* _OBJECTIVE_
Reproduce the entries word for word, and omit any picture you find in them.

* _SOURCE MATERIAL_

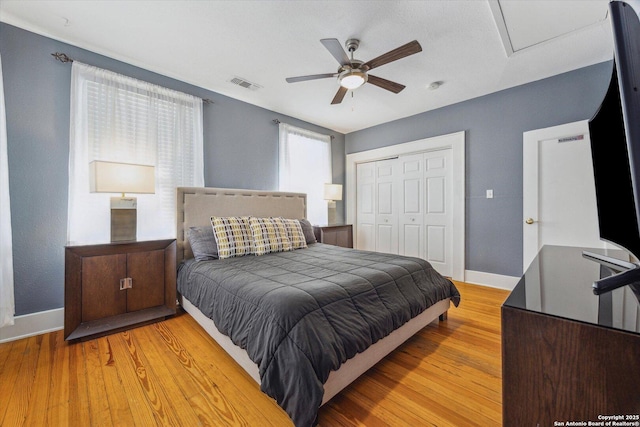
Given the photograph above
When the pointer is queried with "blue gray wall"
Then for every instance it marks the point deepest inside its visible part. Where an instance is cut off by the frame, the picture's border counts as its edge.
(241, 151)
(494, 125)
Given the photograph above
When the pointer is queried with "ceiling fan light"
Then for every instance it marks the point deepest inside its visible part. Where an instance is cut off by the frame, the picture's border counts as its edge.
(352, 79)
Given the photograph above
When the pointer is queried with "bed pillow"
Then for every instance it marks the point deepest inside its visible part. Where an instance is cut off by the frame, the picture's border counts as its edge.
(307, 229)
(203, 243)
(295, 233)
(269, 235)
(233, 236)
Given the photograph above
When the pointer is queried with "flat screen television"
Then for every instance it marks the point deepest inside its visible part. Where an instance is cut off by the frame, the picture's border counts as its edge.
(615, 145)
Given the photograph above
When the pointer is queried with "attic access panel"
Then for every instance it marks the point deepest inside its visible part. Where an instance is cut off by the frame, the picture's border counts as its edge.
(523, 24)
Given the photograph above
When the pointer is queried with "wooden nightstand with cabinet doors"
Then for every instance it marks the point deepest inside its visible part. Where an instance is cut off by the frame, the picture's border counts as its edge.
(113, 287)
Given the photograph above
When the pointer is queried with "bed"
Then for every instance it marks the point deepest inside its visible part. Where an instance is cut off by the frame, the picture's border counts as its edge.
(236, 300)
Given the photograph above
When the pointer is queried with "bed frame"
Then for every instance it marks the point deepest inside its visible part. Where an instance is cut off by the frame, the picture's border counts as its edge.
(195, 207)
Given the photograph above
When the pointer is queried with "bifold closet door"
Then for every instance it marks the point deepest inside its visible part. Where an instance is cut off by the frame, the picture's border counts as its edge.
(405, 206)
(438, 184)
(411, 206)
(366, 206)
(386, 206)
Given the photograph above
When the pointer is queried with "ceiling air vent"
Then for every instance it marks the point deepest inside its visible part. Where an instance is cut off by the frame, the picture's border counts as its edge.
(245, 83)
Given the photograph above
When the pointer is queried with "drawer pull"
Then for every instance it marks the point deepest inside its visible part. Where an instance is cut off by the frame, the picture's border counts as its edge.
(126, 283)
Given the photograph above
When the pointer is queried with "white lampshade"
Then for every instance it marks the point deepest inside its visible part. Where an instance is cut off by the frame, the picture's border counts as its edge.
(109, 177)
(333, 192)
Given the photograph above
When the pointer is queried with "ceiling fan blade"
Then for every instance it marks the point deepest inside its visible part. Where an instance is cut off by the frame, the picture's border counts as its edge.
(311, 77)
(398, 53)
(339, 95)
(385, 84)
(335, 48)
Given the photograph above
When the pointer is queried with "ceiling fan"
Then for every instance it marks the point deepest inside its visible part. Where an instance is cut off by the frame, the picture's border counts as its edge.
(353, 73)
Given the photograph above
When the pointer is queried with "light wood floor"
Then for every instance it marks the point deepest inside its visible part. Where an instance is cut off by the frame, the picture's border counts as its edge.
(172, 373)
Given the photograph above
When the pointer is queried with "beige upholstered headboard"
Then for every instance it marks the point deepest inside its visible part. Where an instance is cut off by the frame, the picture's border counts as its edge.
(196, 205)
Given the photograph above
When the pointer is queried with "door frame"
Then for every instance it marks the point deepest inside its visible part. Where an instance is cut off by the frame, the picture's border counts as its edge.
(455, 142)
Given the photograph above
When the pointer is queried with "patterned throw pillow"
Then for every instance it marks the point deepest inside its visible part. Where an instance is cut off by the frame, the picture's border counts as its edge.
(203, 243)
(233, 236)
(307, 229)
(295, 233)
(269, 235)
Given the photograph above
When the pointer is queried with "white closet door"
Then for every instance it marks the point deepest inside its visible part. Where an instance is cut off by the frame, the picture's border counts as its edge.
(439, 210)
(386, 206)
(411, 206)
(366, 206)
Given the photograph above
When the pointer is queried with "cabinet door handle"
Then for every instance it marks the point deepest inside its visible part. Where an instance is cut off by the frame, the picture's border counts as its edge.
(126, 283)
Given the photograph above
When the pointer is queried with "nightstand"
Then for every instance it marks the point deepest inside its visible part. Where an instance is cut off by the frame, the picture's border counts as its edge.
(112, 287)
(337, 235)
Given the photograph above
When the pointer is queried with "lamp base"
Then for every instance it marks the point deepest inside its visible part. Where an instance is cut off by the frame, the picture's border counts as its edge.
(123, 219)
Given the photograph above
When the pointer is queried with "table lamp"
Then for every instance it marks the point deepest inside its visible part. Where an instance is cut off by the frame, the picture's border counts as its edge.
(332, 192)
(110, 177)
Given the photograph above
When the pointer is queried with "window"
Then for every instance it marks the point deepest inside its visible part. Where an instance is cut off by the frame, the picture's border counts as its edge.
(120, 119)
(305, 166)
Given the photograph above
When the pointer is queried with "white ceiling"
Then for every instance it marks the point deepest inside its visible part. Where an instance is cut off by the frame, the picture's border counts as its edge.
(208, 43)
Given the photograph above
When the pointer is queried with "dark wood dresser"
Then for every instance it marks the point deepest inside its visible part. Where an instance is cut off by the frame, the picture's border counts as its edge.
(569, 355)
(336, 234)
(111, 287)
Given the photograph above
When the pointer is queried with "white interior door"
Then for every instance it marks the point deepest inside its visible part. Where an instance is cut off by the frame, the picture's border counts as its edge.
(366, 205)
(559, 199)
(438, 173)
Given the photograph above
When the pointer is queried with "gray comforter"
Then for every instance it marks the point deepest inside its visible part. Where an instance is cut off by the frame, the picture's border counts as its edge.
(301, 314)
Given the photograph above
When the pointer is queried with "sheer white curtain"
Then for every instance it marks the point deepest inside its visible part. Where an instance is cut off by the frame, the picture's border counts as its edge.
(7, 303)
(121, 119)
(305, 166)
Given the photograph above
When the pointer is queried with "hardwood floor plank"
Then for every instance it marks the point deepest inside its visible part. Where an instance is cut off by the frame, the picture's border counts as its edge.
(19, 398)
(78, 391)
(210, 405)
(155, 395)
(9, 373)
(173, 373)
(142, 410)
(39, 397)
(228, 381)
(169, 380)
(59, 390)
(114, 391)
(99, 409)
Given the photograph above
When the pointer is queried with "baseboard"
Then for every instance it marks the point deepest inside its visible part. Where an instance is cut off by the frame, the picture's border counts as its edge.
(33, 324)
(490, 279)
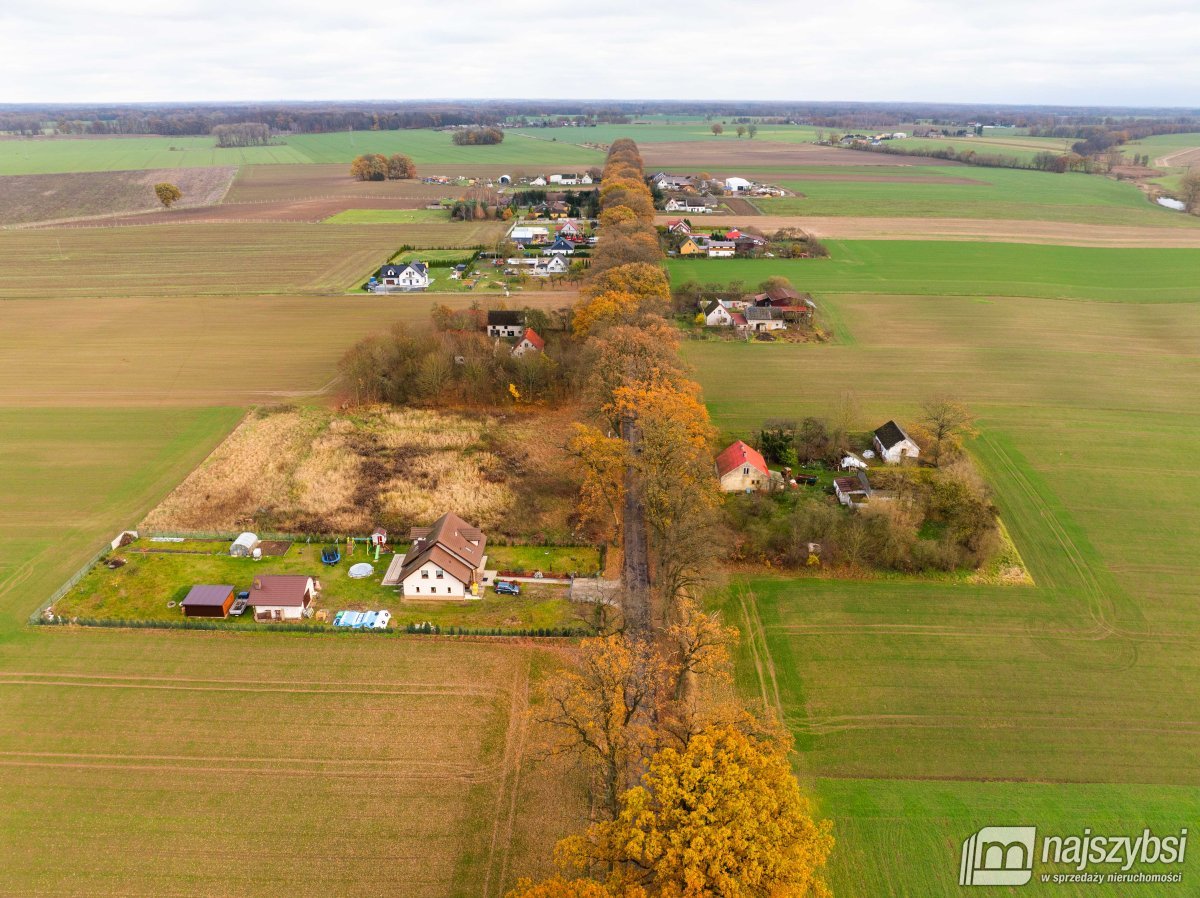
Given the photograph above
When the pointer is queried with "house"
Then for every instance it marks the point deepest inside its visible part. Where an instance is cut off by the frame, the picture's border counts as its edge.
(208, 602)
(687, 204)
(529, 234)
(445, 561)
(528, 343)
(552, 265)
(742, 468)
(504, 323)
(562, 246)
(893, 444)
(717, 315)
(570, 228)
(852, 490)
(760, 319)
(403, 277)
(244, 545)
(282, 597)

* _EXERCISE ANSWER_
Given the photograph above
When the pointer is queried with "blue gray wall"
Then for every instance it marks the point deepest inside its visible part. Where an instance is cut off by the frame, the picture's border counts as its edge.
(241, 151)
(494, 125)
Given the photograph above
When the pointer is queried with "ceiling fan light"
Then for every instance it marks the point deepest inside its visible part. Where an instance is cut off by the frame, the picture's border counts as its edge.
(352, 79)
Given the photograph above
When the pointer is queried with "bed pillow"
Then for every instance it marks the point deepest inside its visible part. Where an instance is cut off by the frame, the picture's border counts as its edge.
(307, 229)
(203, 243)
(295, 233)
(269, 235)
(233, 236)
Given the photograph above
When the pointer is queried with "flat screen television"
Then for every instance it marks the point deepest inside its visible part. Where an instance is cut off by the frame, the picture's border counts as its edge.
(615, 145)
Given the photograph above
When the pointer is queried with "attic access panel"
Then for every instance it marks the point deepest inside its visible part. Where an instance is cut off by the frame, the picture's border counts as its edge.
(523, 24)
Given the photograph above
When the pointer is queried with "wooden nightstand with cabinet doors"
Then for every instance it marks the point deepest inside its visible part. Where an instance is cut off by the frame, the picture's border counts as its edge.
(113, 287)
Given the photograph above
When the pointer is queried with "bed"
Then for every instance it marks the point deepest inside its visible part. Where an instance is cut off by the frame, the picture's border counts as its edge.
(236, 300)
Given the photograph above
When the pointer is queried with "bed frame"
Then for every instance it marks the point deepest inside its visible part. Where an instance is cut off by the frame, the picture's border counts as its edge.
(195, 207)
Given the photograph above
When the pointer is queried with "bifold closet door"
Then for every instance it marks the point deepest inside its visible part. Where an instance is cut off by the frame, the picture's border counts as its edge.
(405, 206)
(438, 184)
(411, 206)
(366, 206)
(386, 206)
Given the photograph above
When the pointer is queried with "ceiling air vent"
Then for every instance it marks the point deepest inside its visible part. Where an instance is cut off by the frame, the picture's border counts as its edge.
(245, 83)
Given the photograph above
When the pointer is queried with "drawer pull"
Then for every instance it marks the point deepest inside its visible part. Where an instance is cut off by the frame, the picture's border counts as its edge.
(126, 283)
Given the photograph above
When the pointer is queried with "white lampshade"
Then for every instance it marks the point deepest inside its visible part. Where an instance is cut off by the frame, the picture's border counts as its edge.
(109, 177)
(333, 192)
Given the photograph above
When the pointer is queried with "ceiling fan blade"
Then for every instance it marks the point deepest inside its visible part. Where an instance is cut off by the frame, the picture's border counts as its edge.
(311, 77)
(398, 53)
(339, 95)
(385, 84)
(335, 48)
Given the photograph above
When the pointer is queried with "ceiling fan"
Then for every instance it marks the point deepest inside its visible part. Where an instance is cut off by the frame, the picture's border counts as its edge.
(353, 73)
Given the photograph above
When the pointer is queried with "light wood floor"
Then for every instance it marks the point deepest inside its visible part. Where an instance is cut off by the frame, the picture's border counts as its edge.
(172, 373)
Given the photograph above
When the pointer is queried with "beige upholstered headboard"
Then for every instance it marks the point deepest inside its visible part. Where an instance is cut off by the frame, the picture's border counts as its edge.
(196, 205)
Given the photograph above
When the pointer is queried with "door frame"
Then for every instance it marks the point deepest inside its visible part. Where an instance is cut off by the frame, the picture's border counts as its edge.
(455, 142)
Given the photograph above
When the pointer is queried with "patterned throw pillow"
Then for every instance it marks the point deepest inside its visible part. Where an instance is cut off by the frame, the picture's border counts as its edge.
(203, 243)
(233, 236)
(307, 229)
(295, 233)
(269, 235)
Given the photograph above
When the pointer is queried with "white closet door"
Then for every instance it marks the point deepest inside its visible part. Where an instance is cut off by the frame, the picture's border counts as its edge.
(439, 210)
(386, 206)
(411, 206)
(366, 206)
Given the photograph above
When the pointer is queried with "cabinet door handle"
Then for every instance it marks the point deepest inside its visible part. Where an instance is cut off by the frame, the picture's border counts as its edge.
(126, 283)
Given the photograph above
When the pointer is queried with "nightstand"
Then for every instance it marks the point deepest inside its visible part. Where an instance is cut off by the frame, the picture's border counts as its edge.
(112, 287)
(337, 235)
Given the photograph above
When the pointer is queried with "lamp base"
Then for every instance it marks the point deepest inside its visible part. Where an instance is cut off by the frame, the picture's border counts as its edge.
(123, 219)
Given the photograph above
When the pointer is queried with "table lamp"
Then for every instance it marks the point deepest inside its visible part. Where an instance is cut off by the frame, the picture's border counts as its edge.
(332, 192)
(110, 177)
Given the photograph above
When the pointer is queried with "window"
Then for every instance it marks the point deepest inside its visible part. Where an instance is cut off by the frame, the picture's border counts as its edge.
(120, 119)
(305, 166)
Given the photograph above
When the pointer is queried with "white ceiling"
Then for every instance it marks the point deepest inside its visible part. Where an instance is cut off by the frame, the picture's border counts as its edge.
(208, 43)
Given the photograph above
When the pointer is queried with "dark wood dresser"
Then for every instance it marks the point deepest inside its visible part. Where an instance is cut off by the frame, the picture's border counts as its edge.
(569, 355)
(336, 234)
(111, 287)
Given the photograph above
When the pointer is queried with "white interior door"
Then for every instance it marks the point deepest inside its visible part. Where an instance is cut off by the frame, the picture's border counts as its edge.
(366, 205)
(559, 199)
(438, 173)
Given the photograph above
When the pointer is queried with "gray comforter"
Then for every instance it marks the point deepest inside its visible part. Where an instance is cut off by the frame, the picture's border counts as its edge.
(301, 314)
Given the photograph above
When the pointer is queried with "sheer white curtain"
Then for every instance it marks the point deepest inside its visible part. Where an instance is cut off by the frame, the picture's border counts as its edge.
(7, 303)
(121, 119)
(305, 166)
Given the photograph above
When the pointer is queried with "hardwood floor plank"
Then for every instance it marks the point deepest inside its visible part. Where an instance is cut off by the frame, the picture's border counts as its edge.
(19, 398)
(78, 391)
(210, 405)
(155, 395)
(9, 373)
(173, 373)
(142, 410)
(39, 397)
(228, 381)
(169, 380)
(59, 390)
(114, 391)
(99, 409)
Given the photograph above
When the pointer is queried with "baseboard"
Then for every instance it marks the point deepest inside its visible part. Where an instance is cut off by the frame, the picture's border counts as its edge.
(33, 324)
(490, 279)
Given the photograph above
When the pointer is queried with "house"
Then for every instance it marks the point deepest inside its visible part. Where an instance is cut off by the frame, the picture's border counts as its edge.
(208, 602)
(687, 204)
(529, 234)
(445, 561)
(528, 343)
(552, 265)
(742, 468)
(504, 323)
(562, 246)
(893, 444)
(717, 315)
(570, 228)
(852, 490)
(760, 319)
(403, 277)
(244, 545)
(282, 597)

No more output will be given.